# PASSAGE SOURCE:

====

Salaires et minimas de branches: des injonctions très contradictoires edit
Le projet de loi sur le pouvoir d’achat prévoit de donner la possibilité au ministre du Travail de fusionner avec d’autres branches d’activités celles dans lesquelles les minimas salariaux de branche demeureraient durablement inférieurs au salaire minimum. Plus précisément, la non-conformité durable, dans une branche, des minimas salariaux par rapport au SMIC, deviendrait alors un élément caractérisant une activité conventionnelle insuffisante dans cette branche, une telle insuffisance étant un motif permettant au ministre de décider d’une fusion.
Au premier regard, une telle pression mise sur les branches pour qu’elles relèvent leur minimas salariaux au niveau du SMIC paraît tout à fait justifiée, pour au moins deux raisons.

====

[Entrées de données extraites]
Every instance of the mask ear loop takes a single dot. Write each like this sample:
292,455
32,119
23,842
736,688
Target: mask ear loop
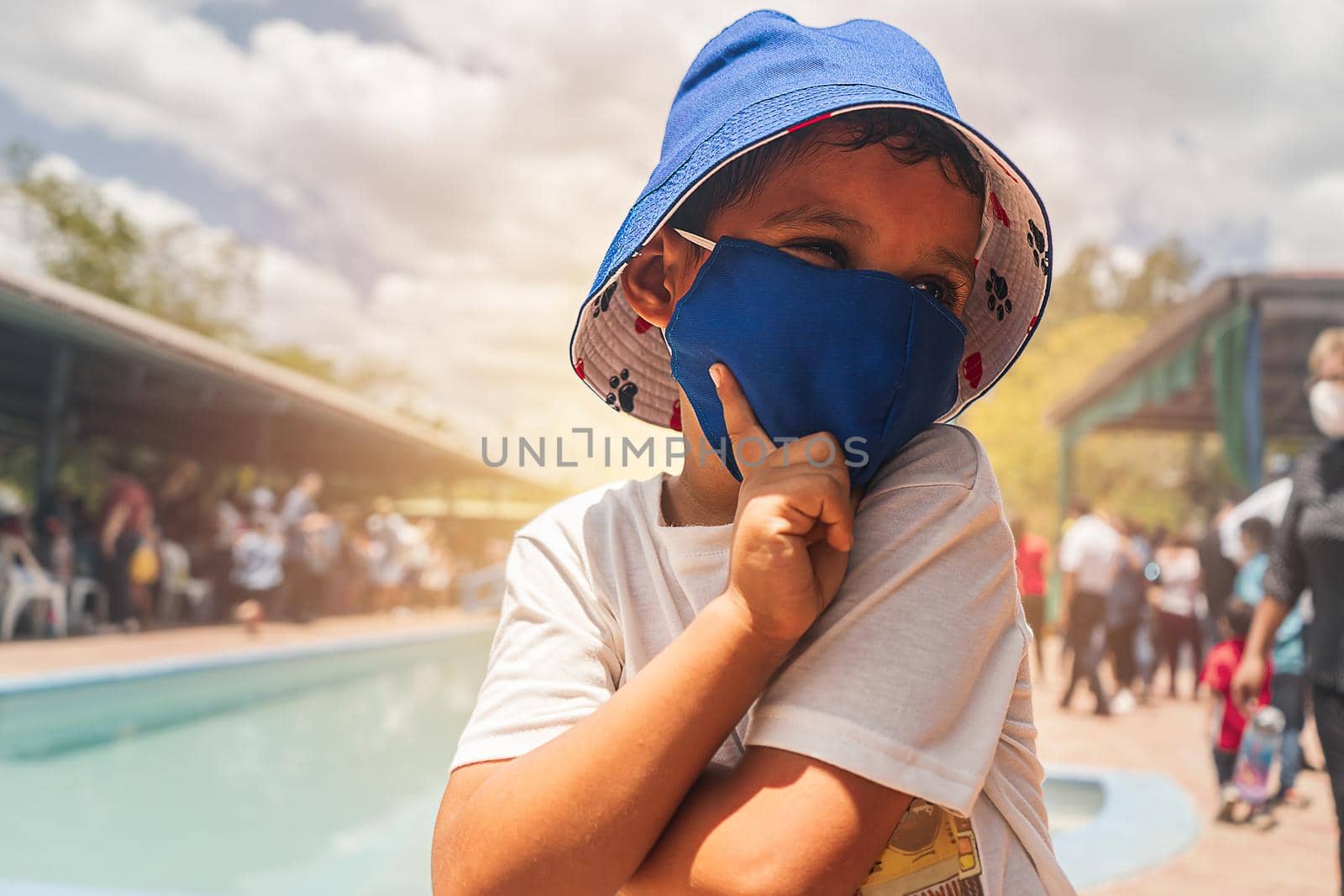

====

# EXERCICE PROPOSÉ 1:
Résumez le passage en deux phrases.
# EXERCICE PROPOSÉ 2:
D'après le passage, quel ministre pourrait décider de la fusion d'une branche ?
# EXERCICE PROPOSÉ 3:
Recopiez le passage depuis « Salaires et minimas » jusqu'à « moins deux raisons. » inclus.
Les entrées ci-dessus n'ont aucun rapport avec le passage.

# RÉPONSE COMPLÈTE 1:
Le projet de loi sur le pouvoir d'achat permettrait au ministre du Travail de fusionner avec d'autres les branches dont les minimas salariaux resteraient durablement inférieurs au SMIC, cette non-conformité caractérisant une activité conventionnelle insuffisante. À première vue, cette pression exercée sur les branches pour qu'elles relèvent leurs minimas au niveau du SMIC paraît tout à fait justifiée.

# RÉPONSE COMPLÈTE 2:
Le ministre du Travail.

# RÉPONSE COMPLÈTE 3:
Salaires et minimas de branches: des injonctions très contradictoires edit
Le projet de loi sur le pouvoir d’achat prévoit de donner la possibilité au ministre du Travail de fusionner avec d’autres branches d’activités celles dans lesquelles les minimas salariaux de branche demeureraient durablement inférieurs au salaire minimum. Plus précisément, la non-conformité durable, dans une branche, des minimas salariaux par rapport au SMIC, deviendrait alors un élément caractérisant une activité conventionnelle insuffisante dans cette branche, une telle insuffisance étant un motif permettant au ministre de décider d’une fusion.
Au premier regard, une telle pression mise sur les branches pour qu’elles relèvent leur minimas salariaux au niveau du SMIC paraît tout à fait justifiée, pour au moins deux raisons.